***** Data for the task *****

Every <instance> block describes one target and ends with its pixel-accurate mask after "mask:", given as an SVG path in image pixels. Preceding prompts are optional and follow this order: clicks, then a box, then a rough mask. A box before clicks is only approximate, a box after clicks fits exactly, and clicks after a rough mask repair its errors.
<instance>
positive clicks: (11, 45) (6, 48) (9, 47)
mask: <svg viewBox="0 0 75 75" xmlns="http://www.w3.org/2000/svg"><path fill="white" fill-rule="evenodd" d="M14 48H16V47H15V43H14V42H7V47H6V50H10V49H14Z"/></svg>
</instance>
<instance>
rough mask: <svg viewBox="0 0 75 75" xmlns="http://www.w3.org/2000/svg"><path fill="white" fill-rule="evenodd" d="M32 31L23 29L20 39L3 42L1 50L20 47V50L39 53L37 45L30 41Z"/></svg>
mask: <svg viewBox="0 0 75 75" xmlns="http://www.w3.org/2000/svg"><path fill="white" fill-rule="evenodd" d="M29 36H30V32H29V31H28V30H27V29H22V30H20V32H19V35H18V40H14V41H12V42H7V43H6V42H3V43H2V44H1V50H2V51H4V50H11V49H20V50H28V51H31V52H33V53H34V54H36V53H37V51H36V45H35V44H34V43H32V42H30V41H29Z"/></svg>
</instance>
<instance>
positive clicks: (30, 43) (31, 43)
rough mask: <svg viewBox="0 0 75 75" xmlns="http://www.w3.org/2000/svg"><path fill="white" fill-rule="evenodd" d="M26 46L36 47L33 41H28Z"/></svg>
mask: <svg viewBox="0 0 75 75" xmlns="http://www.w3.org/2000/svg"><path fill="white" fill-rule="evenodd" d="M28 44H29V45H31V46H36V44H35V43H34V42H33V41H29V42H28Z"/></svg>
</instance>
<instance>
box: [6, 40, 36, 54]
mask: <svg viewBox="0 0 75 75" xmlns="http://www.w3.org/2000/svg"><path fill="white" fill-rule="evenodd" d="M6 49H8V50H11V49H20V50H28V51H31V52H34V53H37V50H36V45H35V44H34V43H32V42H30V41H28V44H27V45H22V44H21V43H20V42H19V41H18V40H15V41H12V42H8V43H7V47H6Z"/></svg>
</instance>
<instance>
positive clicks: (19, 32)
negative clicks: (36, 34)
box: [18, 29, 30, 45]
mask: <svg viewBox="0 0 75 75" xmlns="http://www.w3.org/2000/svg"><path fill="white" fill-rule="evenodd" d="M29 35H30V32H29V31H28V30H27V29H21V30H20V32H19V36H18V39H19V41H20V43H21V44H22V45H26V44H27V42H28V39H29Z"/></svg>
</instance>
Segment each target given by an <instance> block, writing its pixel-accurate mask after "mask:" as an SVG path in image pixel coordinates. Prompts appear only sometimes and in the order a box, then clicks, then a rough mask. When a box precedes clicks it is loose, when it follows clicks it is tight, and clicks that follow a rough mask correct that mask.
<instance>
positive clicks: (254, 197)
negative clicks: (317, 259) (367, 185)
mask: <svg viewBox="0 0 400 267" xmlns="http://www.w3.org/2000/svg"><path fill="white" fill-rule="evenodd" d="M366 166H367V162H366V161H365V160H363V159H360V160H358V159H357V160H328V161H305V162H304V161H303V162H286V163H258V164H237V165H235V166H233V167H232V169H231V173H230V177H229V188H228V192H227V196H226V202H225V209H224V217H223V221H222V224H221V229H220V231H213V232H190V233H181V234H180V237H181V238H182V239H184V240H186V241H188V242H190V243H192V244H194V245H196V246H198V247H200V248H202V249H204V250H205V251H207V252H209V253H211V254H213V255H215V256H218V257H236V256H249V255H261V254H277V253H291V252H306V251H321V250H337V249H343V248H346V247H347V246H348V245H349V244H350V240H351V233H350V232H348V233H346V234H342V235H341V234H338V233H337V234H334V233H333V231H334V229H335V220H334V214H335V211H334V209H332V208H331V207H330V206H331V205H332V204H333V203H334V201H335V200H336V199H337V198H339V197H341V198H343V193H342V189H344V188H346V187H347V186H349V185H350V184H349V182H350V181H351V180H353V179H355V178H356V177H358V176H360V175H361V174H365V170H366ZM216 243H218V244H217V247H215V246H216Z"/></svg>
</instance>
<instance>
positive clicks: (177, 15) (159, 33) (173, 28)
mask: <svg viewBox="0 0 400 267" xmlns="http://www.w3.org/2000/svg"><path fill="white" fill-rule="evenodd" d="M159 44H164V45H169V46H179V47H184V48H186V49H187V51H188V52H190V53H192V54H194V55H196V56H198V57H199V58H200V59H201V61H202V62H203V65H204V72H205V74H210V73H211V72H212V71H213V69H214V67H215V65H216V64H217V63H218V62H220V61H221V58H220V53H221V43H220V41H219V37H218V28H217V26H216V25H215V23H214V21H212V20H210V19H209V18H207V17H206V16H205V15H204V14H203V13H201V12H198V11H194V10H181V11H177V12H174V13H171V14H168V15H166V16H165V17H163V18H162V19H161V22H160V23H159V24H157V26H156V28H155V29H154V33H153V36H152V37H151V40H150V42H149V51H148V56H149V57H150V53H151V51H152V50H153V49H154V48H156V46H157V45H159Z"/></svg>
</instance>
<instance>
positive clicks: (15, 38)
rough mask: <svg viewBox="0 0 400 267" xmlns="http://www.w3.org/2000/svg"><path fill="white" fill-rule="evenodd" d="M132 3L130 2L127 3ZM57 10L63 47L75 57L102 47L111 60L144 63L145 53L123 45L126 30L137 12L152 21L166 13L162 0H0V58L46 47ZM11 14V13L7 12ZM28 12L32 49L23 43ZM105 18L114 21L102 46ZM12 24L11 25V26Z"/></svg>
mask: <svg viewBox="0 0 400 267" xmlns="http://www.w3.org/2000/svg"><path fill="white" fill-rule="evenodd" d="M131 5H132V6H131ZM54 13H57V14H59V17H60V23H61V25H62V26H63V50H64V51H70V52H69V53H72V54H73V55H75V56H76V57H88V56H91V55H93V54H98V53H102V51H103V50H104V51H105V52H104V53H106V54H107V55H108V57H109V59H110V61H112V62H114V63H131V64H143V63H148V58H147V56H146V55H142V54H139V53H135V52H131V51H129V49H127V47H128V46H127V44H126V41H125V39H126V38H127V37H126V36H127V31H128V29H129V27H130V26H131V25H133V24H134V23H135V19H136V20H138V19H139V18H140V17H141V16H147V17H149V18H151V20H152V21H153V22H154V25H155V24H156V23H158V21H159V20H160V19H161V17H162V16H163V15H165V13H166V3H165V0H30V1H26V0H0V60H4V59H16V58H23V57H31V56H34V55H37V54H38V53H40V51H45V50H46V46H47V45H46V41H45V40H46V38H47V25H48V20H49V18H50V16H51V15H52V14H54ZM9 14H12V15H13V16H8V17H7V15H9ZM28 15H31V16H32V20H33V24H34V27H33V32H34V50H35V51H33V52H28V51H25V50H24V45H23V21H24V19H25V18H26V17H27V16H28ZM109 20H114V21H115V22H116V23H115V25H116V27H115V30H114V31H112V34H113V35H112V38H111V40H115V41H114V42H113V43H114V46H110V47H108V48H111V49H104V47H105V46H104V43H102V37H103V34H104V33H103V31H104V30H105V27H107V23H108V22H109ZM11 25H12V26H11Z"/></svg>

*****

> **Goal of the exercise**
With nothing added or left out, print the data again.

> **Exercise response**
Every <instance> block describes one target and ends with its pixel-accurate mask after "mask:", given as an SVG path in image pixels. Preceding prompts are optional and follow this order: clicks, then a box, then a rough mask. A box before clicks is only approximate, a box after clicks fits exactly, and clicks after a rough mask repair its errors.
<instance>
positive clicks: (11, 45) (6, 48) (9, 47)
mask: <svg viewBox="0 0 75 75" xmlns="http://www.w3.org/2000/svg"><path fill="white" fill-rule="evenodd" d="M14 48H16V47H15V43H14V42H7V47H6V50H10V49H14Z"/></svg>
</instance>
<instance>
rough mask: <svg viewBox="0 0 75 75" xmlns="http://www.w3.org/2000/svg"><path fill="white" fill-rule="evenodd" d="M32 31L23 29L20 39L3 42L1 50L20 47V50L39 53L37 45L30 41Z"/></svg>
mask: <svg viewBox="0 0 75 75" xmlns="http://www.w3.org/2000/svg"><path fill="white" fill-rule="evenodd" d="M29 36H30V32H29V31H28V30H27V29H22V30H20V32H19V35H18V40H14V41H12V42H7V43H6V42H3V43H2V44H1V50H2V51H4V50H11V49H20V50H28V51H31V52H33V53H34V54H36V53H37V51H36V45H35V44H34V43H32V42H30V41H29Z"/></svg>
</instance>
<instance>
positive clicks: (30, 43) (31, 43)
rough mask: <svg viewBox="0 0 75 75" xmlns="http://www.w3.org/2000/svg"><path fill="white" fill-rule="evenodd" d="M26 46L36 47L33 41H28Z"/></svg>
mask: <svg viewBox="0 0 75 75" xmlns="http://www.w3.org/2000/svg"><path fill="white" fill-rule="evenodd" d="M28 44H29V45H31V46H36V44H35V43H34V42H33V41H29V42H28Z"/></svg>
</instance>
<instance>
box: [6, 40, 36, 54]
mask: <svg viewBox="0 0 75 75" xmlns="http://www.w3.org/2000/svg"><path fill="white" fill-rule="evenodd" d="M6 49H8V50H11V49H20V50H28V51H31V52H34V53H37V50H36V45H35V44H34V43H32V42H30V41H28V44H27V45H22V44H21V43H20V42H19V41H18V40H15V41H12V42H8V43H7V47H6Z"/></svg>
</instance>
<instance>
positive clicks: (19, 32)
negative clicks: (36, 34)
box: [18, 29, 30, 45]
mask: <svg viewBox="0 0 75 75" xmlns="http://www.w3.org/2000/svg"><path fill="white" fill-rule="evenodd" d="M29 35H30V32H29V31H28V30H27V29H21V30H20V32H19V36H18V39H19V41H20V43H21V44H22V45H26V44H27V42H28V39H29Z"/></svg>
</instance>
Segment each target given by an <instance> block, writing its pixel-accurate mask after "mask:" as an SVG path in image pixel coordinates. Prompts appear only sometimes and in the order a box, then clicks, then a rough mask. When a box precedes clicks it is loose, when it follows clicks it is tight, and clicks that follow a rough mask correct that mask.
<instance>
positive clicks: (254, 197)
negative clicks: (317, 259) (367, 185)
mask: <svg viewBox="0 0 400 267" xmlns="http://www.w3.org/2000/svg"><path fill="white" fill-rule="evenodd" d="M366 166H367V162H366V161H365V160H363V159H360V160H358V159H357V160H328V161H305V162H304V161H303V162H286V163H258V164H237V165H235V166H233V167H232V169H231V173H230V177H229V188H228V192H227V196H226V202H225V209H224V217H223V221H222V224H221V229H220V231H213V232H190V233H181V234H180V237H181V238H182V239H184V240H186V241H188V242H190V243H192V244H194V245H196V246H198V247H200V248H202V249H204V250H205V251H207V252H209V253H211V254H213V255H215V256H218V257H236V256H249V255H261V254H277V253H291V252H306V251H321V250H337V249H343V248H346V247H347V246H348V245H349V244H350V240H351V233H350V232H348V233H346V234H342V235H341V234H338V233H337V234H334V233H333V231H334V229H335V220H334V214H335V211H334V209H332V208H331V207H330V206H331V205H332V204H333V203H334V201H335V200H336V199H337V198H339V197H341V198H343V193H342V189H344V188H346V187H347V186H349V185H350V184H349V182H350V181H351V180H353V179H355V178H356V177H358V176H360V175H361V174H365V170H366ZM216 243H218V244H217V247H215V246H216Z"/></svg>
</instance>
<instance>
positive clicks: (177, 15) (159, 33) (173, 28)
mask: <svg viewBox="0 0 400 267" xmlns="http://www.w3.org/2000/svg"><path fill="white" fill-rule="evenodd" d="M159 44H164V45H169V46H179V47H184V48H186V49H187V51H188V52H190V53H192V54H194V55H196V56H198V57H199V58H200V59H201V61H202V62H203V65H204V72H205V74H210V73H211V72H212V71H213V69H214V67H215V65H216V64H217V63H218V62H220V61H221V58H220V53H221V43H220V41H219V37H218V28H217V26H216V25H215V23H214V21H212V20H210V19H209V18H207V17H206V16H205V15H204V14H203V13H201V12H198V11H194V10H181V11H177V12H174V13H171V14H168V15H166V16H165V17H163V18H162V19H161V22H160V23H159V24H157V26H156V28H155V29H154V33H153V36H152V37H151V40H150V42H149V51H148V56H149V57H150V53H151V51H152V50H153V49H154V48H156V46H157V45H159Z"/></svg>
</instance>
<instance>
positive clicks: (15, 38)
rough mask: <svg viewBox="0 0 400 267" xmlns="http://www.w3.org/2000/svg"><path fill="white" fill-rule="evenodd" d="M132 3L130 2L127 3ZM57 10L63 47L75 57L102 47L111 60L144 63L145 53L123 45L126 30L137 12L152 21L166 13L162 0H0V58L46 47ZM11 14V13L7 12ZM28 12L32 49L23 43ZM105 18L114 21L102 46ZM12 24L11 25V26Z"/></svg>
mask: <svg viewBox="0 0 400 267" xmlns="http://www.w3.org/2000/svg"><path fill="white" fill-rule="evenodd" d="M131 5H132V6H131ZM54 13H57V14H59V17H60V23H61V25H62V26H63V50H64V51H70V52H69V53H72V54H73V55H75V56H76V57H88V56H91V55H93V54H98V53H102V51H103V50H104V51H105V52H104V53H106V54H107V55H108V57H109V59H110V61H112V62H114V63H131V64H143V63H148V58H147V56H146V55H142V54H139V53H135V52H131V51H129V49H127V47H128V46H127V44H126V41H125V39H126V38H127V37H126V36H127V31H128V29H129V27H130V26H131V25H133V24H134V23H135V19H136V20H138V19H139V18H140V17H141V16H147V17H149V18H151V20H152V21H153V22H154V25H155V24H156V23H158V21H159V20H160V19H161V17H162V16H163V15H165V13H166V3H165V0H30V1H26V0H0V60H4V59H16V58H23V57H31V56H34V55H37V54H38V53H40V51H45V50H46V46H47V45H46V41H45V40H46V38H47V25H48V20H49V18H50V16H51V15H52V14H54ZM9 14H12V15H13V16H8V17H7V15H9ZM28 15H31V16H32V20H33V24H34V27H33V32H34V50H35V51H33V52H28V51H25V50H24V45H23V21H24V19H25V18H26V17H27V16H28ZM109 20H114V21H115V22H116V23H115V25H116V27H115V30H114V31H112V34H113V35H112V38H111V40H115V41H114V42H113V43H114V46H110V47H108V48H111V49H104V47H105V46H104V43H102V37H103V34H104V33H103V31H104V30H105V27H107V23H108V22H109ZM11 25H12V26H11Z"/></svg>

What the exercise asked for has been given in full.